* Start *

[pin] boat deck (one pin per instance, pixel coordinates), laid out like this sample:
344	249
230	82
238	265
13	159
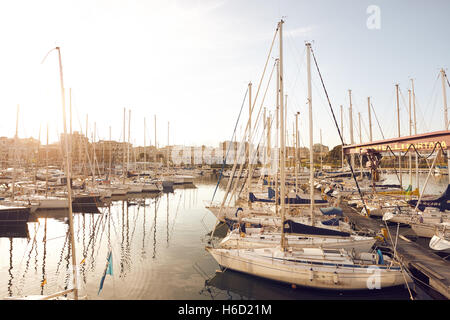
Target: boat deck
421	262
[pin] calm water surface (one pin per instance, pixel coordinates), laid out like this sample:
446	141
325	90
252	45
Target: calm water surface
157	245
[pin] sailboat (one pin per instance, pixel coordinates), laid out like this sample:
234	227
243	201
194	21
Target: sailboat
314	266
74	290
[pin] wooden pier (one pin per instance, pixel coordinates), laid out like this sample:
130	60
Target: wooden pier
422	263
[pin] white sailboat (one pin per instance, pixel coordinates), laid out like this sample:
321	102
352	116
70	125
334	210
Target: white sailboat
306	266
74	289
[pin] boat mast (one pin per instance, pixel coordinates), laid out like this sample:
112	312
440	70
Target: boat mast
249	178
129	141
360	141
277	140
69	187
16	137
282	140
123	147
444	97
110	153
296	152
311	158
352	161
370	119
46	165
167	151
410	133
321	162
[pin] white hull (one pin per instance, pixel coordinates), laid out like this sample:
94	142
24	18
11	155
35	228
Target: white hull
53	204
358	244
284	267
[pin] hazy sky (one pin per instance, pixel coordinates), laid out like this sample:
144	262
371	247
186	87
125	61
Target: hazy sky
189	62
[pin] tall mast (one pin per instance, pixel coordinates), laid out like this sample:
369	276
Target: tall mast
370	119
46	166
269	154
123	147
444	97
398	123
145	151
360	141
277	140
16	136
282	140
342	133
296	152
415	132
69	187
110	152
311	158
249	179
410	133
156	146
351	127
70	124
321	162
129	141
86	147
167	153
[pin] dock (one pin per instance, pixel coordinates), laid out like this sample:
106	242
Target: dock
421	262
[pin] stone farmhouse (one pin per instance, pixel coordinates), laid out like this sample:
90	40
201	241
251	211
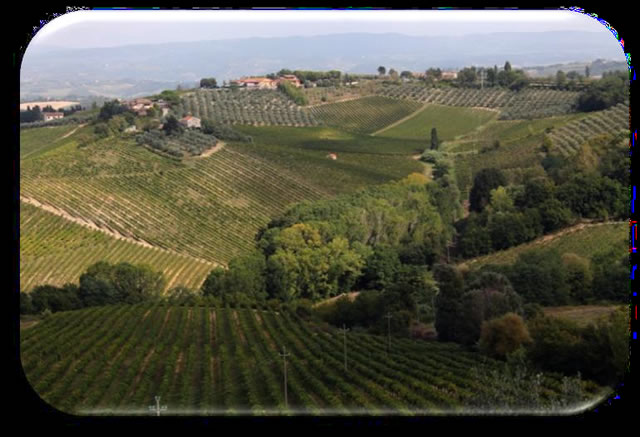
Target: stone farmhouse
48	116
139	106
190	121
266	83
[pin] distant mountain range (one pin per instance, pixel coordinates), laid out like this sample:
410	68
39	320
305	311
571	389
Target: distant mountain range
143	69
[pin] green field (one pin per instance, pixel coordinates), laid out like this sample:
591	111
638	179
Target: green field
583	240
365	115
207	208
205	360
34	142
56	251
582	315
255	107
361	160
450	122
568	138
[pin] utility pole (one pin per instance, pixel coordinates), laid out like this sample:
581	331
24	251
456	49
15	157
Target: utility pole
157	408
344	336
284	355
388	317
482	76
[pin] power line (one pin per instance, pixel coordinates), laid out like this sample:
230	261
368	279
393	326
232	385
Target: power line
344	336
284	356
157	408
388	316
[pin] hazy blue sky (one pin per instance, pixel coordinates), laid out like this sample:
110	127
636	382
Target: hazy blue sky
104	28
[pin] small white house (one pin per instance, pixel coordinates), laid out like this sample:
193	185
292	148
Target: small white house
48	116
190	121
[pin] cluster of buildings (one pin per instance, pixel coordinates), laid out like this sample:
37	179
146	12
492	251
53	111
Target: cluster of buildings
142	106
264	83
445	75
48	116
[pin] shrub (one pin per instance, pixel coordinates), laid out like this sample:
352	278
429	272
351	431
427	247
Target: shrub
504	335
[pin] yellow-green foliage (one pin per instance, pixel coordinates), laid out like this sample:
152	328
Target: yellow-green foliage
56	251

* End *

Exactly the lines from the one containing "[pin] tall mast" to the final line of the entries are wanted; please write them out, both ends included, but not the pictures.

[pin] tall mast (one pin per instance, pixel coordinates), laid out like this sample:
369	276
Target: tall mast
370	119
46	166
269	154
123	147
444	97
398	123
145	151
360	141
277	140
16	136
282	140
342	133
296	152
415	132
69	187
110	152
311	158
249	179
410	133
156	146
351	127
70	124
321	162
129	141
86	147
167	153
[pin] dock (one pin per instance, pixel coordinates), laid out like this sample:
106	242
Target: dock
421	262
[pin] stone farmhouse (one pin per instance, pixel coordinates), laid out like this sample:
90	40
201	241
251	211
Target: stone farmhouse
48	116
139	106
190	121
266	83
[pin] distant mountain range (one pin per instance, pixel coordinates), laid out like this sample:
410	68
39	320
305	311
571	389
Target: distant mountain range
143	69
[pin] green field (one pin per instance, pixel coordinates), laid out like this sample:
591	111
638	179
Target: green field
583	240
365	115
207	208
205	360
34	142
56	251
582	315
255	107
361	160
450	122
568	138
[pin] utility pole (one pin per instance, pixel coordinates), laid out like this sample:
581	331
24	251
456	49
15	157
Target: utility pole
157	408
344	336
284	355
388	317
482	76
[pin] power line (one pin per instance, pixel coordinates), laid out like this sample:
230	261
368	279
393	326
232	385
Target: power line
344	336
284	356
157	408
388	316
[pin] hazy blue sky (one pin per instance, pixel coordinates), laid out like this sample:
110	127
636	382
Target: hazy blue sky
104	28
[pin] small white house (one pin per instance, pixel coordinates), laid out like this sample:
193	185
292	148
Target: small white house
48	116
190	121
[pin] cluster of buildings (one pin per instance, pixel coordinates), laid out like this sample:
37	179
146	12
492	251
53	111
Target: cluster of buildings
142	106
264	83
445	75
48	116
[pin] shrub (one pin per instance, pixel coordinates), laid out like this sample:
352	278
429	272
351	431
427	247
Target: shrub
504	335
[pin] yellow-green foliage (one pin per instance, pixel coordinates), laid out like this sample:
152	328
Target: yellow-green foliage
56	251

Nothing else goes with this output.